Your output should repeat each record below with no differences.

LISTED ENTRIES -
........
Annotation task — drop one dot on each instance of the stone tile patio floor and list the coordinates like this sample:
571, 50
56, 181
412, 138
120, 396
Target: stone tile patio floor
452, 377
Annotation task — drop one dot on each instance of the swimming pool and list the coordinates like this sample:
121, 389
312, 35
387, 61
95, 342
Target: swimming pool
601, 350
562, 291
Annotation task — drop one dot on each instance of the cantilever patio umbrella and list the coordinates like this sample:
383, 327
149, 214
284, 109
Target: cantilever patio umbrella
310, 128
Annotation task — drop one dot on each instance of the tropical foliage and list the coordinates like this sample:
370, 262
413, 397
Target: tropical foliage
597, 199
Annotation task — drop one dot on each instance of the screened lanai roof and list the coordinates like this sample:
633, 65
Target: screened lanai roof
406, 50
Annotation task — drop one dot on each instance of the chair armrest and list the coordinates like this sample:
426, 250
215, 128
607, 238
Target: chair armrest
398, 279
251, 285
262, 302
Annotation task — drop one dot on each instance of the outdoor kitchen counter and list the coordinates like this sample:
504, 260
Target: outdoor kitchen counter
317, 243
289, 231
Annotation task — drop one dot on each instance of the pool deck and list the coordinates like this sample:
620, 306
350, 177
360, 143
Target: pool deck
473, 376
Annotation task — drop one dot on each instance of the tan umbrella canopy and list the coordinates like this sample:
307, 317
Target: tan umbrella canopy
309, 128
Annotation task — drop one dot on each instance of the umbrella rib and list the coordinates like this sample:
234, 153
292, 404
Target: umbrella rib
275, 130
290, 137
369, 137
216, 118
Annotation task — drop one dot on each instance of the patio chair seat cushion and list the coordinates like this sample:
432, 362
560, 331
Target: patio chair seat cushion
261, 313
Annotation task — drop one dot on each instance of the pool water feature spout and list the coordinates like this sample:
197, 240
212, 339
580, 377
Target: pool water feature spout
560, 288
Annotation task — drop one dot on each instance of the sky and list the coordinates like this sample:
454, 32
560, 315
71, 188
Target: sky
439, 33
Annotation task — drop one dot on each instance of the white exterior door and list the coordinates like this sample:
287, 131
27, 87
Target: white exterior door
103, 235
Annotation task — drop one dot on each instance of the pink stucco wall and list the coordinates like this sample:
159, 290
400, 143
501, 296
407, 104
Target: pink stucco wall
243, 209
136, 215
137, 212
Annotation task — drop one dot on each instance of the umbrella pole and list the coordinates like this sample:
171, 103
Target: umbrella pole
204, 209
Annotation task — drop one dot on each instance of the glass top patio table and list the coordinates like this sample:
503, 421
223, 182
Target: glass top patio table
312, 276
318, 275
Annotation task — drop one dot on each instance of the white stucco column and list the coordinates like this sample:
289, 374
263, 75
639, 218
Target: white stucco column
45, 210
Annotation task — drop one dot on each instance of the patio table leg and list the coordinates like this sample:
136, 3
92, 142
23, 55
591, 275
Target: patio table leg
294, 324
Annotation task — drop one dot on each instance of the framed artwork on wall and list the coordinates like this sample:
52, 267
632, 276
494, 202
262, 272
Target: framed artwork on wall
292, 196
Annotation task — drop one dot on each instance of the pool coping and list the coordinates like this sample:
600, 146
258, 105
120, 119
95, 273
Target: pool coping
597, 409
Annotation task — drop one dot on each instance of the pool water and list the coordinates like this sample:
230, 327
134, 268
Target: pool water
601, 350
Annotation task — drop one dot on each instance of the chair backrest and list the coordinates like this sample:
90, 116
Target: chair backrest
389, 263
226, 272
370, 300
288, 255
........
THE ANSWER -
Annotation task — drop one dot on each instance of the stone tile patio floor and list the coordinates like this sample:
571, 50
56, 181
412, 138
120, 396
Target: stone tile patio floor
452, 377
Annotation task — drop one dot on each instance of the swimming pool and list the coordinates like this sample:
121, 389
312, 35
387, 61
95, 342
Target: swimming pool
601, 350
562, 291
Annotation task — drop one dot on each instance of the cantilever patio umbrella and list the coordinates like this sample:
383, 327
149, 214
284, 109
Target: cantilever patio umbrella
310, 128
Annotation task — drop one dot on each instance of the tropical foliage and list the coordinates like this sample:
370, 262
413, 397
Target: tropical foliage
597, 199
Annotation task — drop one dot on each instance of the screened lanai roof and list the coordinates like this sample:
633, 65
Target: screened lanai roof
406, 50
Annotation task — drop one dot on each instance of the chair armrest and list the coordinates like this sample:
426, 250
215, 128
607, 238
Target: chair armrest
398, 279
251, 285
262, 302
Annotation task — drop one dot on each instance of the outdoor kitchen counter and list the coordinates like this sample:
504, 260
Target: outdoor kitchen counter
317, 243
289, 231
Annotation task — drop one dot on each instance of the pool deck and list the coordinates like this sample:
620, 306
350, 177
360, 143
Target: pool deck
473, 376
Annotation task — drop one dot on each instance of the tan umbrella canopy and list the coordinates like this sample:
307, 317
Target: tan umbrella canopy
309, 128
Annotation task — drop one dot on each instance of the umbrella rib and list the coordinates like this sample:
234, 153
292, 404
Target: umbrella rib
275, 130
290, 137
369, 137
216, 118
Annotation task — drop one dot on each instance of the patio chair seat cushion and list the coordinates like this sample:
432, 362
560, 331
Target: patio chair seat cushion
261, 313
Annotation task — drop one dot on each instance of the pool water feature spout and list the coordinates like this sample:
197, 240
212, 339
580, 377
Target: pool water feature spout
560, 288
Annotation task — drop one dot on each instance of the sky and list the coordinates like this sample:
454, 32
560, 315
71, 188
Target: sky
439, 33
Annotation task — drop one dot on each instance of the white exterior door and list the coordinates like this sample:
287, 131
27, 87
Target: white exterior door
103, 235
Annotation task — drop one dot on each instance of the pink stucco wall and list the coordinates like this sample:
159, 290
400, 143
501, 296
407, 104
Target: pink stucco wall
243, 209
136, 215
137, 212
Annotation task — drop one dot on each instance of the umbrella pole and list the coordinates like this sample:
171, 103
Target: umbrella pole
204, 209
Annotation task — drop one dot on each instance of the glass top patio table and list the coordinates like this sample:
503, 421
223, 182
Target: glass top patio table
312, 276
318, 275
Annotation task — drop one dot on each instance of the white stucco column and list the coordinates like this sample:
289, 374
263, 75
639, 218
Target: white stucco column
45, 210
Annotation task — drop one dot on each instance of the patio table leg and list the coordinates like this sample:
136, 3
92, 142
23, 55
591, 275
Target: patio table leg
294, 324
Annotation task — drop one dot on each instance of the framed artwork on wall and list the coordinates like this sample:
52, 267
632, 276
494, 202
262, 272
Target: framed artwork on wall
292, 196
Annotation task — drop one dot on each instance of the pool coping and list the coordinates like this sample:
600, 146
258, 105
120, 119
95, 273
Target: pool coping
597, 409
Annotation task — drop one dot on each instance of the pool water and list the coordinates like this sample:
230, 327
134, 268
Target: pool water
601, 350
Annotation task — drop one dot on each instance of the chair backrest and list the coordinates like this sample:
90, 116
Target: chair backrest
389, 263
226, 272
370, 300
288, 255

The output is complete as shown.